### Given data

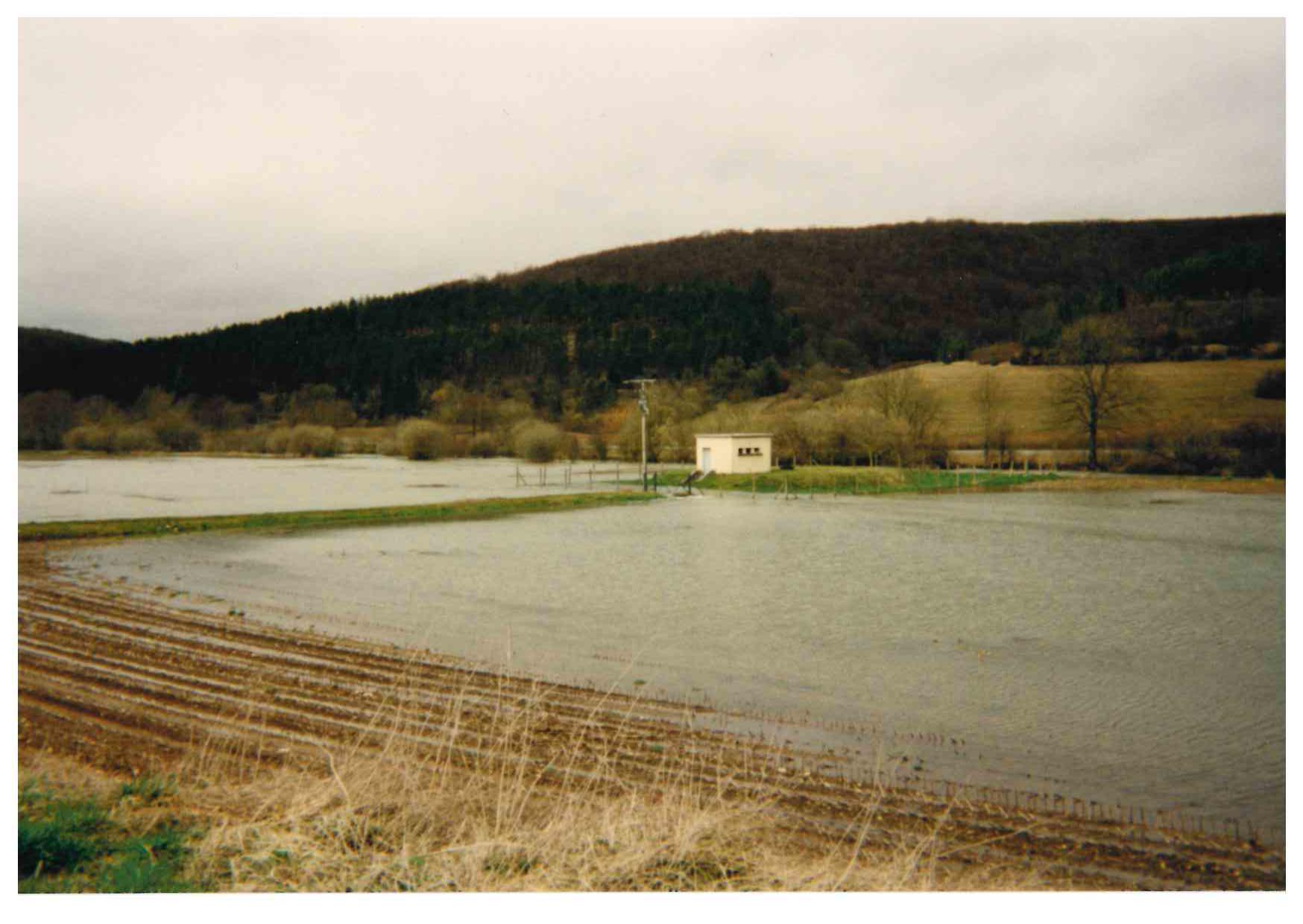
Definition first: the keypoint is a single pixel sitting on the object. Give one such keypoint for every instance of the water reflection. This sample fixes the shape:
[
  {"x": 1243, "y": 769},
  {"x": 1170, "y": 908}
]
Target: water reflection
[{"x": 1102, "y": 645}]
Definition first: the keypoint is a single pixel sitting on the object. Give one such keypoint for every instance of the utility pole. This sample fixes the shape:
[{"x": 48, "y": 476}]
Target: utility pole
[{"x": 643, "y": 408}]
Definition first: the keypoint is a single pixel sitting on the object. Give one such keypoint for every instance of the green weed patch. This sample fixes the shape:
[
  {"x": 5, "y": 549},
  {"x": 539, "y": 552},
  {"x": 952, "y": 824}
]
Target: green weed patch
[
  {"x": 78, "y": 845},
  {"x": 869, "y": 481}
]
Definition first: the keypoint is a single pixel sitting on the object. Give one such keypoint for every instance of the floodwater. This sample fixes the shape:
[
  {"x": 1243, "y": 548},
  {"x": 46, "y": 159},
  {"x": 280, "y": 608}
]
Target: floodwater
[
  {"x": 1120, "y": 647},
  {"x": 188, "y": 485}
]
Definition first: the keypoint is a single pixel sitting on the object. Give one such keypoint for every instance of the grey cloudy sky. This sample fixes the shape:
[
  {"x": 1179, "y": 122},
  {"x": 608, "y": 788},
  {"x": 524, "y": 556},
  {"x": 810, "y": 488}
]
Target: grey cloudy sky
[{"x": 181, "y": 175}]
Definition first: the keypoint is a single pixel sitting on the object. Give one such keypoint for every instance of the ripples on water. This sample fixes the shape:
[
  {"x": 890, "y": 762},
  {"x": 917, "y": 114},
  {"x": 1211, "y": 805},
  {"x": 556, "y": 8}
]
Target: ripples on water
[{"x": 1117, "y": 647}]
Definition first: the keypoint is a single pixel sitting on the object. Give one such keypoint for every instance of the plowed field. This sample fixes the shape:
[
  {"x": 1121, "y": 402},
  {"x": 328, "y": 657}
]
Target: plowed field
[{"x": 129, "y": 682}]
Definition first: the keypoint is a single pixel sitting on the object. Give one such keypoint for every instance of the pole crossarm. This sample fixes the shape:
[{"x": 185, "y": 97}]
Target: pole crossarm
[{"x": 643, "y": 410}]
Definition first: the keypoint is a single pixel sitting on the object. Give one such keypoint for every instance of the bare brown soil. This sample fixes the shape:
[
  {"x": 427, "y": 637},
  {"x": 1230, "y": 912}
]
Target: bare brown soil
[{"x": 134, "y": 685}]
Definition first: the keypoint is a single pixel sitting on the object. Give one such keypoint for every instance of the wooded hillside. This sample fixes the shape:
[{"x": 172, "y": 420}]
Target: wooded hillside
[{"x": 854, "y": 299}]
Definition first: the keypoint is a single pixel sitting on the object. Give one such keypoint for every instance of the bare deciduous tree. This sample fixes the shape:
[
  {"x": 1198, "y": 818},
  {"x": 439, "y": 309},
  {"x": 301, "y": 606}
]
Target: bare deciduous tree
[
  {"x": 1097, "y": 389},
  {"x": 991, "y": 402},
  {"x": 911, "y": 410}
]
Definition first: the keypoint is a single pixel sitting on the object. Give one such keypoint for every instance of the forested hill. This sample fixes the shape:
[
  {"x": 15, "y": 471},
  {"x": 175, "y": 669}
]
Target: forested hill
[
  {"x": 853, "y": 297},
  {"x": 890, "y": 292},
  {"x": 385, "y": 353}
]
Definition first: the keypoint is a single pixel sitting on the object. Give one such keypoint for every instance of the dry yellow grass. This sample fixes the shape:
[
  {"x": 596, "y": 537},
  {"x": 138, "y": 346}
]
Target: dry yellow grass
[
  {"x": 1212, "y": 395},
  {"x": 444, "y": 821}
]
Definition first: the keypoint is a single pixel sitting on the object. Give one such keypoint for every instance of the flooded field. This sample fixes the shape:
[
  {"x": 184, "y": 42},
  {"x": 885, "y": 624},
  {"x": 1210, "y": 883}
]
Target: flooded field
[
  {"x": 186, "y": 485},
  {"x": 1123, "y": 648}
]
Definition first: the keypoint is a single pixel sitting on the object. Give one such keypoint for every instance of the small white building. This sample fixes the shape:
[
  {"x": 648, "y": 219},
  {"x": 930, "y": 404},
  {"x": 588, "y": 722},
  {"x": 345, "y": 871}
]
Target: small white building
[{"x": 735, "y": 452}]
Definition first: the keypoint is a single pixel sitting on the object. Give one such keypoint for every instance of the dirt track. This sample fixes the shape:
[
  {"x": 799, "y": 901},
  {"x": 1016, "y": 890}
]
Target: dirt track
[{"x": 132, "y": 683}]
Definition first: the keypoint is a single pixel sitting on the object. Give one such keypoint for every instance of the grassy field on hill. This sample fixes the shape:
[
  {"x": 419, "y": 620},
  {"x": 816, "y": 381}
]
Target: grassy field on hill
[{"x": 1211, "y": 395}]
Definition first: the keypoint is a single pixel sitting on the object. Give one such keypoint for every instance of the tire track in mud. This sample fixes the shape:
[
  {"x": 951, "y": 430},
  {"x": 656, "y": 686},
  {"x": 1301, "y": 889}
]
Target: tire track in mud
[{"x": 128, "y": 680}]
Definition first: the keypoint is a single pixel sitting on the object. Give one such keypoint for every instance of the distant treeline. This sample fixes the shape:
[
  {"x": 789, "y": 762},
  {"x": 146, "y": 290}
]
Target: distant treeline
[
  {"x": 937, "y": 290},
  {"x": 385, "y": 355},
  {"x": 729, "y": 306}
]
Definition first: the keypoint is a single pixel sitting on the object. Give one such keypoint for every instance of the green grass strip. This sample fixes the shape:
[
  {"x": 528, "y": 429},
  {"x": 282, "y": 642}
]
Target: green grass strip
[
  {"x": 829, "y": 480},
  {"x": 315, "y": 519}
]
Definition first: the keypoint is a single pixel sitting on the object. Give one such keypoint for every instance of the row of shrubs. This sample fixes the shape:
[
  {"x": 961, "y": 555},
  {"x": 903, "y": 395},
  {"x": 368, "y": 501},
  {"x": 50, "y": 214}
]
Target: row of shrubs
[
  {"x": 305, "y": 440},
  {"x": 1251, "y": 450},
  {"x": 533, "y": 440}
]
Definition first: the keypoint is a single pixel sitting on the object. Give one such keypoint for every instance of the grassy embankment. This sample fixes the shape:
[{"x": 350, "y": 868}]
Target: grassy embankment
[
  {"x": 294, "y": 520},
  {"x": 877, "y": 480}
]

######

• Aim of the exercise:
Output all the records above exactly, but without their images.

• Output of the task:
Definition first: the keypoint is a single pixel sitting on the object. Give one such keypoint for every instance of the water reflection. This sample fixes the shape:
[
  {"x": 1243, "y": 769},
  {"x": 1170, "y": 908}
]
Target: water reflection
[{"x": 1102, "y": 645}]
Definition first: the keypoint is a single pixel sitting on the object. Give one such keypoint for every instance of the utility pole. This sample fixes the shape:
[{"x": 48, "y": 476}]
Target: utility pole
[{"x": 643, "y": 408}]
Definition first: the keypoint is a single pixel sitting on the object. Give one such keypoint for every instance of the green weed patch. This sample fixes the shape:
[
  {"x": 5, "y": 549},
  {"x": 539, "y": 552},
  {"x": 952, "y": 824}
]
Target: green weed patch
[
  {"x": 78, "y": 845},
  {"x": 869, "y": 481}
]
Definition first: the keypoint is a single pixel sitting on the object. Give one such keypoint for every instance of the floodwater. This sample fixes the shape:
[
  {"x": 1243, "y": 548},
  {"x": 46, "y": 159},
  {"x": 280, "y": 608}
]
Target: floodwater
[
  {"x": 1120, "y": 647},
  {"x": 188, "y": 485}
]
Definition first: the keypoint is a single pixel sitting on the object. Give one such keypoint for every instance of the grey cloudy sky. This sample fixes the shape:
[
  {"x": 1179, "y": 122},
  {"x": 608, "y": 788},
  {"x": 524, "y": 556},
  {"x": 810, "y": 488}
]
Target: grey cloudy sky
[{"x": 181, "y": 175}]
Definition first: the keypoint is a single pixel sitting on the object. Give one such keypoint for every instance of the ripples on water. This sample fixes the shape:
[
  {"x": 890, "y": 762},
  {"x": 917, "y": 114},
  {"x": 1211, "y": 805},
  {"x": 556, "y": 8}
]
Target: ripples on water
[{"x": 1117, "y": 647}]
Definition first: the keypoint is a single pixel sitting on the object. Give one such keypoint for every instance of the plowed field. This sample fixes the shape:
[
  {"x": 1121, "y": 402},
  {"x": 328, "y": 657}
]
Target: plowed field
[{"x": 129, "y": 682}]
Definition first: the keypoint is a single pixel sitting on the object. Give one such keypoint for every instance of the pole crossarm. This sample fixes the shape:
[{"x": 185, "y": 97}]
Target: pole crossarm
[{"x": 643, "y": 410}]
Definition first: the keypoint is a single pixel sitting on the object. Give one such keypoint for every instance of the bare brown soil. This sample fixes the shape:
[
  {"x": 427, "y": 637},
  {"x": 1230, "y": 912}
]
Target: bare brown soil
[{"x": 134, "y": 685}]
Definition first: the keypoint is a single pixel sitting on the object. Give one such keypoint for every instance of the wooded hillside. This sample fixes the shape:
[{"x": 172, "y": 420}]
Target: wooded hillside
[{"x": 854, "y": 299}]
Definition first: the keypoint is a single pixel sitting on the object. Give one such keypoint for every instance of the bare deciduous tree. This sample fixes the shape:
[
  {"x": 1198, "y": 818},
  {"x": 439, "y": 309},
  {"x": 301, "y": 606}
]
Target: bare deciduous tree
[
  {"x": 1097, "y": 389},
  {"x": 991, "y": 402},
  {"x": 911, "y": 410}
]
Definition first: the keypoint is a single pixel sitting on the object. Give one such keypoint for every instance of the forested hill. This sample fixes the shape:
[
  {"x": 15, "y": 471},
  {"x": 175, "y": 669}
]
Target: forested hill
[
  {"x": 853, "y": 297},
  {"x": 890, "y": 292},
  {"x": 385, "y": 353}
]
Definition first: the keypoint is a single pixel sitting on the object. Give one such keypoint for every instance of the dry yellow grass. This sample fixes the shape:
[
  {"x": 596, "y": 537},
  {"x": 138, "y": 346}
]
Target: dry yellow grass
[
  {"x": 1212, "y": 395},
  {"x": 444, "y": 821}
]
Definition first: the keypoint is a single pixel sitting on the object. Give one such keypoint for every instance of the flooded field. This sample fixes the shape:
[
  {"x": 184, "y": 42},
  {"x": 885, "y": 624},
  {"x": 1210, "y": 883}
]
Target: flooded field
[
  {"x": 186, "y": 485},
  {"x": 1123, "y": 648}
]
Definition first: the keypoint is a single pixel sitting on the object. Give one such keypoint for every instance of the small white building. This sample fixes the shape:
[
  {"x": 648, "y": 219},
  {"x": 930, "y": 404},
  {"x": 588, "y": 722},
  {"x": 345, "y": 871}
]
Target: small white building
[{"x": 735, "y": 452}]
Definition first: the keypoint is a single pixel sitting on the object. Give one such keypoint for every instance of the dirt track. This sample fixes the shape:
[
  {"x": 799, "y": 901},
  {"x": 1016, "y": 890}
]
Target: dirt track
[{"x": 132, "y": 683}]
Definition first: the keypoint is a single pixel sitting on the object. Give one such keypoint for every instance of the grassy field on hill. This sample fixes the shape:
[
  {"x": 419, "y": 620},
  {"x": 816, "y": 381}
]
Target: grassy field on hill
[{"x": 1211, "y": 395}]
Definition first: the keypoint is a single pixel sitting on the object. Give one such keypoint for every instance of the tire track in mud. This sample fixes the shape:
[
  {"x": 951, "y": 430},
  {"x": 656, "y": 686},
  {"x": 1301, "y": 889}
]
Target: tire track in mud
[{"x": 128, "y": 680}]
Definition first: the keypoint is a single pixel sitting on the object. Give one such keypoint for every instance of the distant treeline. This sample fixes the shape:
[
  {"x": 789, "y": 762},
  {"x": 146, "y": 290}
]
Target: distant treeline
[
  {"x": 937, "y": 290},
  {"x": 385, "y": 355},
  {"x": 729, "y": 306}
]
Definition first: the keypoint is a single pixel sitting on the object. Give one such keypoint for every instance of the green grass strip. This sample fixes the shape:
[
  {"x": 528, "y": 429},
  {"x": 282, "y": 642}
]
Target: green grass strip
[
  {"x": 829, "y": 480},
  {"x": 315, "y": 519}
]
Definition first: the keypoint is a single pixel sitting on the object. Give one such keypoint for every instance of the row of shrubs. This sample fixes the shape:
[
  {"x": 961, "y": 555},
  {"x": 903, "y": 395},
  {"x": 368, "y": 501},
  {"x": 50, "y": 214}
]
Target: row of shrubs
[
  {"x": 305, "y": 440},
  {"x": 1251, "y": 450},
  {"x": 533, "y": 440}
]
Definition first: the keypoint is a single pixel sitting on the object. Give one such keypoint for every instance of the grassy embankment. This sample fixes the shape:
[{"x": 350, "y": 868}]
Target: grassy embankment
[
  {"x": 294, "y": 520},
  {"x": 877, "y": 480}
]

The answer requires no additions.